▶ DESCRIPTION OF THE TASK
Write the records out again, unchanged.

INPUT Start Marker

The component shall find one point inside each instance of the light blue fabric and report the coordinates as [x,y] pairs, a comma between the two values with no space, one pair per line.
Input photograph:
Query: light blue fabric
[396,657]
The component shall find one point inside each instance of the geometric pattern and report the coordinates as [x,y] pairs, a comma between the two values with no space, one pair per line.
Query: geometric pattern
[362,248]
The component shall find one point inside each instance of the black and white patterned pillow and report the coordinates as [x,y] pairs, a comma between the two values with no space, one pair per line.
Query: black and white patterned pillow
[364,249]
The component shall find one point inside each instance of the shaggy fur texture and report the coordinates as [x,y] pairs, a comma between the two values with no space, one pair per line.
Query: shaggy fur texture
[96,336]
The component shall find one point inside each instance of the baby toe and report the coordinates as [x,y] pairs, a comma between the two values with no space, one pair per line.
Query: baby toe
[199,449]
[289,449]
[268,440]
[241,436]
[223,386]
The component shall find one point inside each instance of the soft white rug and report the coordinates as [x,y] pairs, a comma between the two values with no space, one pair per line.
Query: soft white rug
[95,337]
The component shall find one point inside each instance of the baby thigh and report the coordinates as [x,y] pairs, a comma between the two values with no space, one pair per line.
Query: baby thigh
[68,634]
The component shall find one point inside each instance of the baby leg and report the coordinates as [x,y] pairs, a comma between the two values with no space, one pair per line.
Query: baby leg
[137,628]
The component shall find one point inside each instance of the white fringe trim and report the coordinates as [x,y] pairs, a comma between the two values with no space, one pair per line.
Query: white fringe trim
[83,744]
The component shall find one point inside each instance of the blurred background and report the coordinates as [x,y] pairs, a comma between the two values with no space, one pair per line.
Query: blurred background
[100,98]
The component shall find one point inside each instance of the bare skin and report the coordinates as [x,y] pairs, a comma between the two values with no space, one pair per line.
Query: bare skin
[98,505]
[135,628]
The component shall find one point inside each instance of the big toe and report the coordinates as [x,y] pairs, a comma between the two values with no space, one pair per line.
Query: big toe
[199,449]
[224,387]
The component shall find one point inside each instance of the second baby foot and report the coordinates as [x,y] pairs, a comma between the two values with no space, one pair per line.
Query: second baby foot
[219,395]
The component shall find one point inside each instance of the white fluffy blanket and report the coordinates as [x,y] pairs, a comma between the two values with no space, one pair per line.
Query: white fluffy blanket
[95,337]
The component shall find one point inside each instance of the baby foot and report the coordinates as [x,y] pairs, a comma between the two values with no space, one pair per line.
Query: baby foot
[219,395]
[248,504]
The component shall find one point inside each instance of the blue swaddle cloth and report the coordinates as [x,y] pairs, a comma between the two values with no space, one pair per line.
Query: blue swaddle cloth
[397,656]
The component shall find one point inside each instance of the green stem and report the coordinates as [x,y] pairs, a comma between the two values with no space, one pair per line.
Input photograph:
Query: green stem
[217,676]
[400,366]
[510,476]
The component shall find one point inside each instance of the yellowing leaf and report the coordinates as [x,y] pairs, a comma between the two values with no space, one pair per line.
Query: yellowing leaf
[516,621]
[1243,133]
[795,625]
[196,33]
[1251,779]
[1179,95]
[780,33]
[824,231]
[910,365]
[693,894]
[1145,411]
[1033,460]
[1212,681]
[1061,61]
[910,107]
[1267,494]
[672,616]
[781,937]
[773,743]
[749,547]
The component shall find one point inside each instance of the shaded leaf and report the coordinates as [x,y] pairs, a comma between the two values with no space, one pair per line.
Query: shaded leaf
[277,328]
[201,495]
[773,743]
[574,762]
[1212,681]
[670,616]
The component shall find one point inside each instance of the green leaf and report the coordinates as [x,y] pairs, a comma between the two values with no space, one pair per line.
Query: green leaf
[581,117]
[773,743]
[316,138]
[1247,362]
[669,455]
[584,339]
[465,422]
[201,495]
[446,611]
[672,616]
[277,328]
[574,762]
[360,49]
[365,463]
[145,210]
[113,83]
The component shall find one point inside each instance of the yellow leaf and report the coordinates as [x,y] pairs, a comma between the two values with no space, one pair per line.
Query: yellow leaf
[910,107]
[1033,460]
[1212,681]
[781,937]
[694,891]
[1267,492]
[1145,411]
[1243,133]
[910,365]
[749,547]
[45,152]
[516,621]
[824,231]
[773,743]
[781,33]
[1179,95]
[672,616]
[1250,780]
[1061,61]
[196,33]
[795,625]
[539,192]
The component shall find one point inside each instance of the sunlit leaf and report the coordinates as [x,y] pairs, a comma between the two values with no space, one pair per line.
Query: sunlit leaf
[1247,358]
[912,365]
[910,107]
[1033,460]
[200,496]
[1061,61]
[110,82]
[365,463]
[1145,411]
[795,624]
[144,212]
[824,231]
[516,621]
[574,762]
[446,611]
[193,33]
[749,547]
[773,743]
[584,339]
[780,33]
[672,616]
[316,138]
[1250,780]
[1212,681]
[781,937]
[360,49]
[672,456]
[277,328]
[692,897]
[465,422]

INPUT End Marker

▶ RESULT FOR THIS TASK
The component shall find one point inside each instance of the light blue fabric and report the coordinates as [x,y] pairs, a comma between the two values with no space, one pair per line.
Input photograph:
Query: light blue fabric
[396,657]
The component shall find one point inside each instance of the geometric pattern and report the coordinates as [x,y] pairs, a comma between the two values with no space, one pair per line.
Query: geometric pattern
[362,248]
The component shall find one point inside each instance of the black and white patterned pillow and report the coordinates as [x,y] pairs, a comma between the two values with no space, one pair per line.
Query: black and white patterned pillow
[364,249]
The component shall find one point inside each instance of the shaggy fur texture and report the coordinates as [x,y] pairs, a comma between the two values with no space, one pair per line.
Query: shaggy fur texture
[96,336]
The component shall find one point inside each instance of the baby toe and report the coordinates as [x,y] pairs, a comma between the two values with no space, one pair per line.
Query: baby toe
[199,449]
[289,449]
[268,440]
[241,436]
[223,386]
The component shall find one point inside each instance of the soft white rug and report the coordinates as [x,y] pairs, a comma between the two values with no space, one pair per line.
Query: soft white rug
[95,337]
The component shall find one point inside each instance of the baby thigh and report the coordinates as [x,y] pairs, a comma between the two values with no space, one pair per line.
Query: baby thigh
[68,634]
The component shall find one point inside each instance of the baby leg and report the coordinates as [x,y] pairs, a comma between the two values with no space, one pair per line.
Query: baby leg
[137,628]
The component shall find one point inside each instance of the white fringe trim and report the coordinates as [x,y] pairs, a comma between the two values with no space, one pair per line.
Query: white fringe trim
[83,744]
The component shall find one point inside each instance of the blurred background and report the coordinates as [x,y] pairs, a comma between the two values with no space, one pair per line.
Query: blurred background
[100,98]
The component shall find one point inside each instance of the bare skin and report the coordinates as [x,y] pairs, a comma between the two values with no space, one pair per line.
Query: bare skin
[98,505]
[135,628]
The component shall find one point inside each instance of the big toe and report the coordinates as [x,y] pairs, a comma between the two values with no space, one pair per line.
Query: big toe
[199,449]
[224,387]
The component shall find one point inside each instance of the second baby foot and report the coordinates as [x,y] pairs, a comma between the two values with no space, one pair per line.
Query: second baby foot
[219,395]
The component shall find one point inside each instance of the white fluffy blanket and report the coordinates as [x,y] pairs, a comma between the two values with no space, one pair per line.
Query: white fluffy blanket
[95,337]
The component shall find one point inside each instance of the baby foot and report the coordinates as [x,y] pairs, a comma between the two values with no space, one pair per line.
Query: baby foot
[219,395]
[248,504]
The component shall find one point inside each instance of the blue swaddle cloth and report the coordinates as [x,y] pairs, a comma between the two values with no space, one pair per line.
Query: blue swaddle cloth
[397,656]
The component shall find one point inside each instance of the green stem and report the coordinates as [x,y] pairs, a comma between the two values with no space, one pair per line.
Input photograph:
Query: green stem
[217,676]
[400,366]
[510,476]
The component shall find one point inside each instance of the yellowing leaf and report the coordinates as [x,y] pairs, a comma between the two values with no space, one pair per line.
Query: yellowing leaf
[516,621]
[1243,133]
[795,625]
[196,33]
[1251,779]
[1179,95]
[780,33]
[824,231]
[910,365]
[693,894]
[1145,411]
[1033,460]
[1212,681]
[1061,61]
[910,107]
[1267,494]
[672,616]
[781,937]
[773,743]
[749,547]
The component shall find one point inside each instance of the shaded leaf and report the coordinates as [x,y] pairs, a comma between the two values with no space, one pair per line.
Query: shaded leaf
[277,328]
[201,495]
[773,743]
[574,762]
[1212,681]
[670,616]
The component shall find one point inside each instance of the green leaf and report the coordinates as [x,y] pairs, a comma between the two values with no space, one pair per line.
Query: green leaf
[581,117]
[773,743]
[316,138]
[1247,362]
[669,455]
[584,339]
[465,422]
[201,495]
[446,611]
[672,616]
[277,328]
[574,762]
[360,49]
[365,463]
[145,210]
[113,83]
The component shall find one point inside each instance of the yellow leaf and report the coordinates as [x,y] pairs, a comma between the two values with no space, one pair per line.
Query: yellow leaf
[910,107]
[1033,460]
[1212,681]
[781,937]
[694,891]
[1267,492]
[1145,411]
[1243,133]
[910,365]
[749,547]
[45,152]
[516,621]
[824,231]
[773,743]
[781,33]
[1179,95]
[672,616]
[1250,780]
[1061,61]
[196,33]
[795,625]
[539,192]
The component shall find one point inside each instance of the sunlit leaf and report the coordinates as [x,y] pairs, a comma between the two values with no space, one pair per line.
Query: sunlit leaf
[1247,358]
[912,365]
[910,107]
[1033,460]
[200,496]
[1061,61]
[110,82]
[365,463]
[1145,411]
[795,624]
[144,212]
[824,231]
[516,621]
[574,762]
[446,611]
[193,33]
[749,547]
[773,743]
[584,339]
[780,33]
[672,616]
[316,138]
[1250,780]
[1212,681]
[781,937]
[360,49]
[672,456]
[277,328]
[692,897]
[465,422]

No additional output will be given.